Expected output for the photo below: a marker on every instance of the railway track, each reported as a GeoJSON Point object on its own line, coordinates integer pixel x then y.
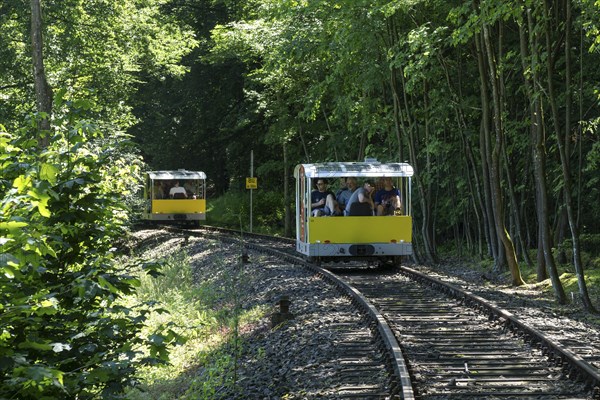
{"type": "Point", "coordinates": [455, 351]}
{"type": "Point", "coordinates": [445, 343]}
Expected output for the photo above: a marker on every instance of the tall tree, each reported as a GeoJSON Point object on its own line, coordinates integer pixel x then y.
{"type": "Point", "coordinates": [43, 92]}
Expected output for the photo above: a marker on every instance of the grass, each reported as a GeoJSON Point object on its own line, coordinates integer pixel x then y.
{"type": "Point", "coordinates": [209, 316]}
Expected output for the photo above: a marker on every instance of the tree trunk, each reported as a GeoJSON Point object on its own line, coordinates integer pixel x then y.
{"type": "Point", "coordinates": [43, 92]}
{"type": "Point", "coordinates": [539, 159]}
{"type": "Point", "coordinates": [583, 292]}
{"type": "Point", "coordinates": [484, 146]}
{"type": "Point", "coordinates": [495, 172]}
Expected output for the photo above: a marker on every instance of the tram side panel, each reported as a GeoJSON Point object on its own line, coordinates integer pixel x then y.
{"type": "Point", "coordinates": [357, 236]}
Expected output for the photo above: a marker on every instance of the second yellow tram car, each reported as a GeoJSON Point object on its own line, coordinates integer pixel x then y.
{"type": "Point", "coordinates": [165, 204]}
{"type": "Point", "coordinates": [343, 238]}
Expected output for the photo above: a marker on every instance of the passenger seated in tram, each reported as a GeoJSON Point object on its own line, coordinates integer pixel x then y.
{"type": "Point", "coordinates": [343, 195]}
{"type": "Point", "coordinates": [322, 200]}
{"type": "Point", "coordinates": [177, 192]}
{"type": "Point", "coordinates": [158, 191]}
{"type": "Point", "coordinates": [361, 203]}
{"type": "Point", "coordinates": [387, 199]}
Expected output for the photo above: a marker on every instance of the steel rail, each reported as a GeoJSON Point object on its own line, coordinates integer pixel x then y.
{"type": "Point", "coordinates": [554, 350]}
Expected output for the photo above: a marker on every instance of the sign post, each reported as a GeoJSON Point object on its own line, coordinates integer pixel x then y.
{"type": "Point", "coordinates": [251, 184]}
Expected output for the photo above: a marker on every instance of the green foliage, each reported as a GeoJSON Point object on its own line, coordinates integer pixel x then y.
{"type": "Point", "coordinates": [233, 210]}
{"type": "Point", "coordinates": [96, 48]}
{"type": "Point", "coordinates": [201, 292]}
{"type": "Point", "coordinates": [64, 331]}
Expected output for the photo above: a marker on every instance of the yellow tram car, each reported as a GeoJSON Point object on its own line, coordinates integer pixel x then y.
{"type": "Point", "coordinates": [175, 196]}
{"type": "Point", "coordinates": [344, 238]}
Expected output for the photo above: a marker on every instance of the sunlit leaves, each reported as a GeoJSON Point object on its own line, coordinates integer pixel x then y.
{"type": "Point", "coordinates": [62, 210]}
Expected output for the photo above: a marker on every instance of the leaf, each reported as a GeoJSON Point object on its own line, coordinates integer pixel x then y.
{"type": "Point", "coordinates": [48, 172]}
{"type": "Point", "coordinates": [12, 225]}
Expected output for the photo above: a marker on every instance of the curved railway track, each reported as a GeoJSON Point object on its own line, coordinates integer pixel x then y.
{"type": "Point", "coordinates": [445, 343]}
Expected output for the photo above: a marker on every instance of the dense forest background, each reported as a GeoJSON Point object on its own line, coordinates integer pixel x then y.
{"type": "Point", "coordinates": [495, 103]}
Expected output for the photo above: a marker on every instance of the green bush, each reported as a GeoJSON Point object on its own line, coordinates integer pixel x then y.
{"type": "Point", "coordinates": [233, 210]}
{"type": "Point", "coordinates": [64, 333]}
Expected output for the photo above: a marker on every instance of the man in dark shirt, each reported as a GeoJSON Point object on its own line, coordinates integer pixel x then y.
{"type": "Point", "coordinates": [322, 200]}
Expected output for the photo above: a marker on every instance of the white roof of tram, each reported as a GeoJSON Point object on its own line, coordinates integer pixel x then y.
{"type": "Point", "coordinates": [178, 174]}
{"type": "Point", "coordinates": [371, 169]}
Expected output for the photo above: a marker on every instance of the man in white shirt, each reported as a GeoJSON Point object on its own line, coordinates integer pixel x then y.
{"type": "Point", "coordinates": [177, 189]}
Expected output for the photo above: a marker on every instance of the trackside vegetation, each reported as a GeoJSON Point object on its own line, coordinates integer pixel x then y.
{"type": "Point", "coordinates": [203, 294]}
{"type": "Point", "coordinates": [64, 331]}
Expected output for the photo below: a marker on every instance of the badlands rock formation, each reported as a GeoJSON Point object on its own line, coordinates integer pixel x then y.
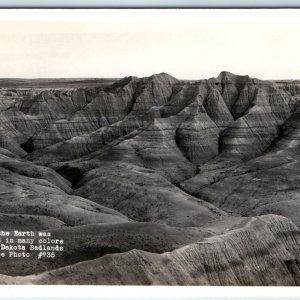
{"type": "Point", "coordinates": [153, 180]}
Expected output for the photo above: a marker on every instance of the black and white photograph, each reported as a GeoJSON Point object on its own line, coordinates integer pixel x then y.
{"type": "Point", "coordinates": [153, 147]}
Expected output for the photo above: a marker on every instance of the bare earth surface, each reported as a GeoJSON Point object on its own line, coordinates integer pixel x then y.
{"type": "Point", "coordinates": [153, 181]}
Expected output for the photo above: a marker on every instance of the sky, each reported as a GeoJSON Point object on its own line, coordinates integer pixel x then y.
{"type": "Point", "coordinates": [185, 43]}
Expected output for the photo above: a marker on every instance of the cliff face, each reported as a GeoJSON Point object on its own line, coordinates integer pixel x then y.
{"type": "Point", "coordinates": [207, 169]}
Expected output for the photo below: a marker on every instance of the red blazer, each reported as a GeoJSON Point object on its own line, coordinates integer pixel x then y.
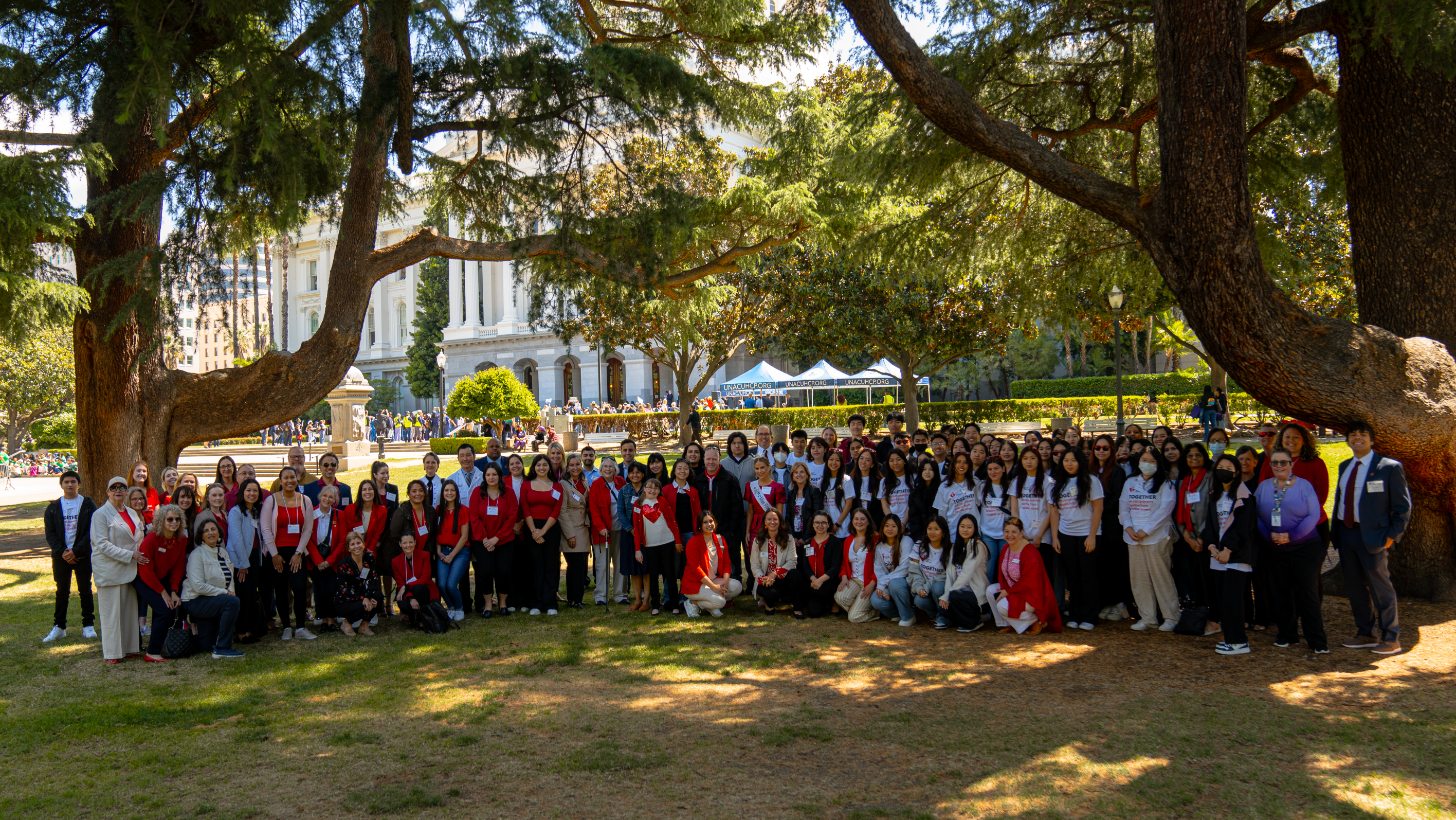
{"type": "Point", "coordinates": [501, 525]}
{"type": "Point", "coordinates": [697, 568]}
{"type": "Point", "coordinates": [377, 521]}
{"type": "Point", "coordinates": [1033, 591]}
{"type": "Point", "coordinates": [600, 509]}
{"type": "Point", "coordinates": [669, 497]}
{"type": "Point", "coordinates": [424, 572]}
{"type": "Point", "coordinates": [638, 525]}
{"type": "Point", "coordinates": [338, 544]}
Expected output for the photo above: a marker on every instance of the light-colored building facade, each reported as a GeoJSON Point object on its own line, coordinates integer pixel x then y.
{"type": "Point", "coordinates": [488, 321]}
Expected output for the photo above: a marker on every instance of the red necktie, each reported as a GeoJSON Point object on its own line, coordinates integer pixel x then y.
{"type": "Point", "coordinates": [1350, 494]}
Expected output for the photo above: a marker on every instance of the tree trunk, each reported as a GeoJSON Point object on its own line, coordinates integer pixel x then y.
{"type": "Point", "coordinates": [1398, 146]}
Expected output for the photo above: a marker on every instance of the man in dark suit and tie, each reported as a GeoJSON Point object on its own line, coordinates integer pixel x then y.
{"type": "Point", "coordinates": [1372, 510]}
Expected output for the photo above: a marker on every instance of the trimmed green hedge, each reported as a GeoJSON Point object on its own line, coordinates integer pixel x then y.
{"type": "Point", "coordinates": [932, 414]}
{"type": "Point", "coordinates": [452, 446]}
{"type": "Point", "coordinates": [1178, 384]}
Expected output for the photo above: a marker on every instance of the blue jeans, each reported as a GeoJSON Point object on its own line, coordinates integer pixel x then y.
{"type": "Point", "coordinates": [450, 574]}
{"type": "Point", "coordinates": [899, 602]}
{"type": "Point", "coordinates": [931, 605]}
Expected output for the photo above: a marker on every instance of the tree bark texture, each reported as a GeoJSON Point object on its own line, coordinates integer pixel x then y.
{"type": "Point", "coordinates": [1398, 145]}
{"type": "Point", "coordinates": [1199, 229]}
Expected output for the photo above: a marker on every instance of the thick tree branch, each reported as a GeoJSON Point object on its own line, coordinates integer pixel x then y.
{"type": "Point", "coordinates": [947, 104]}
{"type": "Point", "coordinates": [37, 139]}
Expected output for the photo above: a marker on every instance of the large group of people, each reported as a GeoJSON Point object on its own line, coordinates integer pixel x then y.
{"type": "Point", "coordinates": [951, 526]}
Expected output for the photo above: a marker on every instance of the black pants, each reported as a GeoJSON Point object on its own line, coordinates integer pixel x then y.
{"type": "Point", "coordinates": [545, 567]}
{"type": "Point", "coordinates": [660, 563]}
{"type": "Point", "coordinates": [576, 576]}
{"type": "Point", "coordinates": [290, 582]}
{"type": "Point", "coordinates": [1295, 587]}
{"type": "Point", "coordinates": [63, 572]}
{"type": "Point", "coordinates": [493, 573]}
{"type": "Point", "coordinates": [817, 603]}
{"type": "Point", "coordinates": [784, 591]}
{"type": "Point", "coordinates": [964, 611]}
{"type": "Point", "coordinates": [1082, 579]}
{"type": "Point", "coordinates": [214, 617]}
{"type": "Point", "coordinates": [162, 615]}
{"type": "Point", "coordinates": [1234, 589]}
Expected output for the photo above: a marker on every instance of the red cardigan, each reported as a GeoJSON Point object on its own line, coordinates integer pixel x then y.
{"type": "Point", "coordinates": [485, 526]}
{"type": "Point", "coordinates": [377, 521]}
{"type": "Point", "coordinates": [600, 507]}
{"type": "Point", "coordinates": [1034, 589]}
{"type": "Point", "coordinates": [669, 497]}
{"type": "Point", "coordinates": [697, 568]}
{"type": "Point", "coordinates": [167, 564]}
{"type": "Point", "coordinates": [424, 572]}
{"type": "Point", "coordinates": [640, 528]}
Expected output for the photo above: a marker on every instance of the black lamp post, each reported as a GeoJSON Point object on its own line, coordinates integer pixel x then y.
{"type": "Point", "coordinates": [1114, 300]}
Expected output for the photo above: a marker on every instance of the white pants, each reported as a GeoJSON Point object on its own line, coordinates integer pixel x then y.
{"type": "Point", "coordinates": [858, 608]}
{"type": "Point", "coordinates": [711, 600]}
{"type": "Point", "coordinates": [1151, 573]}
{"type": "Point", "coordinates": [1002, 612]}
{"type": "Point", "coordinates": [117, 612]}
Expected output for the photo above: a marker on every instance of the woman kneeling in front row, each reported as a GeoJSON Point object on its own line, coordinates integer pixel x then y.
{"type": "Point", "coordinates": [1024, 598]}
{"type": "Point", "coordinates": [708, 580]}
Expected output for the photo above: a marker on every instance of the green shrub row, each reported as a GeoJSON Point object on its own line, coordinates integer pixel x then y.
{"type": "Point", "coordinates": [1178, 384]}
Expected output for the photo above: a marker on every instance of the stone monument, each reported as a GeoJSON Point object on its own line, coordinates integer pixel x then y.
{"type": "Point", "coordinates": [349, 429]}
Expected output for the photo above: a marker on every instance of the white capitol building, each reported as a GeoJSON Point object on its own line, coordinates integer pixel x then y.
{"type": "Point", "coordinates": [487, 319]}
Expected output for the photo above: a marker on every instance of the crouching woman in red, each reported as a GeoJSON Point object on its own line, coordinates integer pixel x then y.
{"type": "Point", "coordinates": [414, 579]}
{"type": "Point", "coordinates": [1024, 598]}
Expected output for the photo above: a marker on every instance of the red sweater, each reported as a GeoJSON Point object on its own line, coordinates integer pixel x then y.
{"type": "Point", "coordinates": [167, 565]}
{"type": "Point", "coordinates": [600, 506]}
{"type": "Point", "coordinates": [423, 572]}
{"type": "Point", "coordinates": [697, 556]}
{"type": "Point", "coordinates": [485, 526]}
{"type": "Point", "coordinates": [541, 506]}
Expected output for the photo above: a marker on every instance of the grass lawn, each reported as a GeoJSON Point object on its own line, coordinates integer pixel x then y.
{"type": "Point", "coordinates": [625, 716]}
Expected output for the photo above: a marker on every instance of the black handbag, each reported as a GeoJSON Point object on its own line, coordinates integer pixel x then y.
{"type": "Point", "coordinates": [1193, 621]}
{"type": "Point", "coordinates": [179, 643]}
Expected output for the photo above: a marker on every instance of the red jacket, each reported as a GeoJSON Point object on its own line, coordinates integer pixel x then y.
{"type": "Point", "coordinates": [640, 526]}
{"type": "Point", "coordinates": [424, 572]}
{"type": "Point", "coordinates": [485, 526]}
{"type": "Point", "coordinates": [1034, 589]}
{"type": "Point", "coordinates": [377, 521]}
{"type": "Point", "coordinates": [669, 497]}
{"type": "Point", "coordinates": [697, 568]}
{"type": "Point", "coordinates": [600, 507]}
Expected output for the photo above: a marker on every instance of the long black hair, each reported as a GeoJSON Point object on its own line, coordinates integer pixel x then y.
{"type": "Point", "coordinates": [1061, 477]}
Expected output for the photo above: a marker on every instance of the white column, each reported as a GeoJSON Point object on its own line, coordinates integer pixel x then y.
{"type": "Point", "coordinates": [456, 280]}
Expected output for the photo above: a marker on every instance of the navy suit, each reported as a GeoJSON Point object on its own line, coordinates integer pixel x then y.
{"type": "Point", "coordinates": [1384, 506]}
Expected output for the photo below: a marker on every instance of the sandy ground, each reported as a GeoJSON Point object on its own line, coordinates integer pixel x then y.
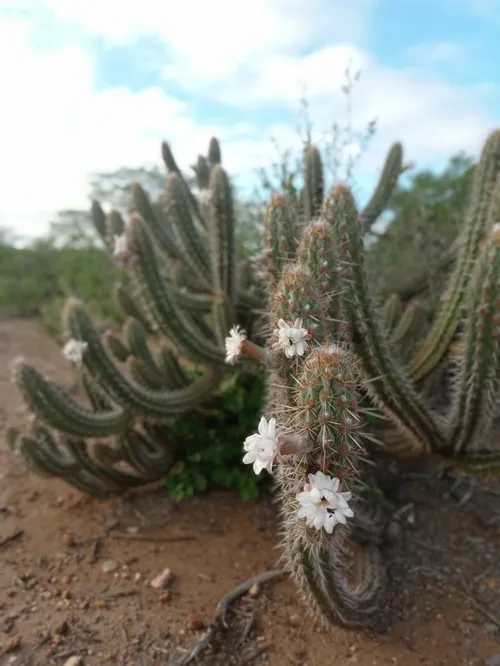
{"type": "Point", "coordinates": [75, 578]}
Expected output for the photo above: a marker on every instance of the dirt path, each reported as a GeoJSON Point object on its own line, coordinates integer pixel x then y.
{"type": "Point", "coordinates": [69, 587]}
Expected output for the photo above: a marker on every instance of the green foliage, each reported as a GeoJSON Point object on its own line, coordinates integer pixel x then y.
{"type": "Point", "coordinates": [212, 455]}
{"type": "Point", "coordinates": [32, 277]}
{"type": "Point", "coordinates": [152, 392]}
{"type": "Point", "coordinates": [426, 220]}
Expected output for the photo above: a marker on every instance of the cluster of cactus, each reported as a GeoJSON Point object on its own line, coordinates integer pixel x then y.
{"type": "Point", "coordinates": [353, 349]}
{"type": "Point", "coordinates": [184, 289]}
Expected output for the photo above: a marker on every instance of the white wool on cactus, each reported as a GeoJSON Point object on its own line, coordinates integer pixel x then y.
{"type": "Point", "coordinates": [74, 350]}
{"type": "Point", "coordinates": [120, 247]}
{"type": "Point", "coordinates": [262, 448]}
{"type": "Point", "coordinates": [292, 337]}
{"type": "Point", "coordinates": [234, 341]}
{"type": "Point", "coordinates": [321, 503]}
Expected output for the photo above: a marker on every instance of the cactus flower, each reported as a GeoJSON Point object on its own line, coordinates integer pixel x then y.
{"type": "Point", "coordinates": [234, 341]}
{"type": "Point", "coordinates": [74, 350]}
{"type": "Point", "coordinates": [292, 337]}
{"type": "Point", "coordinates": [262, 448]}
{"type": "Point", "coordinates": [321, 503]}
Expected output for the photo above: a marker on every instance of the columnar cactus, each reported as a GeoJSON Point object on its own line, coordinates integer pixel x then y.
{"type": "Point", "coordinates": [180, 297]}
{"type": "Point", "coordinates": [329, 347]}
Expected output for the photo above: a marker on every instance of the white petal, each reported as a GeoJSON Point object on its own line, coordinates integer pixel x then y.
{"type": "Point", "coordinates": [305, 497]}
{"type": "Point", "coordinates": [271, 429]}
{"type": "Point", "coordinates": [319, 520]}
{"type": "Point", "coordinates": [335, 484]}
{"type": "Point", "coordinates": [263, 427]}
{"type": "Point", "coordinates": [315, 495]}
{"type": "Point", "coordinates": [249, 457]}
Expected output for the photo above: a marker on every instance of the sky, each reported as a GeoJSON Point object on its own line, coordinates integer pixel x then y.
{"type": "Point", "coordinates": [94, 85]}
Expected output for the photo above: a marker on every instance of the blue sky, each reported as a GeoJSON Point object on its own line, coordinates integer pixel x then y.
{"type": "Point", "coordinates": [86, 88]}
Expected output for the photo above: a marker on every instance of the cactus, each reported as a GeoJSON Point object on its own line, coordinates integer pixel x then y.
{"type": "Point", "coordinates": [330, 347]}
{"type": "Point", "coordinates": [180, 297]}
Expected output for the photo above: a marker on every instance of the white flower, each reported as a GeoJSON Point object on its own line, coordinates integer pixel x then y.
{"type": "Point", "coordinates": [262, 447]}
{"type": "Point", "coordinates": [292, 337]}
{"type": "Point", "coordinates": [321, 503]}
{"type": "Point", "coordinates": [74, 350]}
{"type": "Point", "coordinates": [120, 248]}
{"type": "Point", "coordinates": [234, 341]}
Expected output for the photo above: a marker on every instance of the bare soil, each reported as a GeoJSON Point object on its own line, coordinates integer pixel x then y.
{"type": "Point", "coordinates": [75, 576]}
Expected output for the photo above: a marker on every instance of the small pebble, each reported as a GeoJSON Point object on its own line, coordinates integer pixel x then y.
{"type": "Point", "coordinates": [493, 660]}
{"type": "Point", "coordinates": [254, 590]}
{"type": "Point", "coordinates": [69, 541]}
{"type": "Point", "coordinates": [75, 660]}
{"type": "Point", "coordinates": [12, 644]}
{"type": "Point", "coordinates": [162, 580]}
{"type": "Point", "coordinates": [109, 566]}
{"type": "Point", "coordinates": [194, 623]}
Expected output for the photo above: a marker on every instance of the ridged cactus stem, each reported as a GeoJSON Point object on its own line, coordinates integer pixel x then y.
{"type": "Point", "coordinates": [477, 392]}
{"type": "Point", "coordinates": [385, 381]}
{"type": "Point", "coordinates": [477, 224]}
{"type": "Point", "coordinates": [386, 185]}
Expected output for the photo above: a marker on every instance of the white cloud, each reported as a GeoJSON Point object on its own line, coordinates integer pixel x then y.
{"type": "Point", "coordinates": [209, 41]}
{"type": "Point", "coordinates": [56, 128]}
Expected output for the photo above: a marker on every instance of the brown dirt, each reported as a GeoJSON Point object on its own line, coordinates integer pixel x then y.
{"type": "Point", "coordinates": [56, 599]}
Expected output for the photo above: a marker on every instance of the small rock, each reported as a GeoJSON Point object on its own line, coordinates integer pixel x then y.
{"type": "Point", "coordinates": [194, 623]}
{"type": "Point", "coordinates": [62, 628]}
{"type": "Point", "coordinates": [109, 566]}
{"type": "Point", "coordinates": [75, 660]}
{"type": "Point", "coordinates": [162, 580]}
{"type": "Point", "coordinates": [493, 660]}
{"type": "Point", "coordinates": [12, 644]}
{"type": "Point", "coordinates": [69, 541]}
{"type": "Point", "coordinates": [254, 590]}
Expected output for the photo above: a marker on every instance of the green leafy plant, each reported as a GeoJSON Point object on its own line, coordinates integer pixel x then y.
{"type": "Point", "coordinates": [212, 459]}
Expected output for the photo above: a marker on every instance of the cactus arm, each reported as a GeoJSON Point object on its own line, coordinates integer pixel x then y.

——

## Problem statement
Copy exactly the lines from the one containing "of the ridged" through the last line of the records, both included, and nothing else.

## Solution to this problem
Expected output for the photo above: a marker on every instance of the ridged cactus stem, each reported as a GeoJSON Point object on its own line, coordinates integer pixel x then y.
{"type": "Point", "coordinates": [477, 392]}
{"type": "Point", "coordinates": [385, 381]}
{"type": "Point", "coordinates": [477, 224]}
{"type": "Point", "coordinates": [386, 185]}
Expected output for the photo above: a marker on every instance of the white cloud, each reported as a GeoJSON Point object on its own line, coordinates integer pixel x then y.
{"type": "Point", "coordinates": [209, 41]}
{"type": "Point", "coordinates": [56, 128]}
Expected output for the photo above: a marker on every instance of the brown dirt, each reported as a GeoJSON Point object on its own line, coordinates integer pixel x then y.
{"type": "Point", "coordinates": [56, 599]}
Expected output for the photo above: a marker on every instance of the small rock, each reported as a GeoJSON Point object on its own line, coordinates integer pixel x then y.
{"type": "Point", "coordinates": [194, 623]}
{"type": "Point", "coordinates": [62, 628]}
{"type": "Point", "coordinates": [109, 566]}
{"type": "Point", "coordinates": [75, 660]}
{"type": "Point", "coordinates": [162, 580]}
{"type": "Point", "coordinates": [493, 660]}
{"type": "Point", "coordinates": [12, 644]}
{"type": "Point", "coordinates": [69, 541]}
{"type": "Point", "coordinates": [254, 590]}
Expected output for the photo above: a marker on every instance of the green leafy plant, each reported as a GeoJSON Point object on its own line, coordinates integer pixel x then y.
{"type": "Point", "coordinates": [212, 459]}
Expected output for the photo above: a marker on every instance of the cactus arm, each reported as a GeoJSON Point object on its own line, coordinates integer pixel x then y.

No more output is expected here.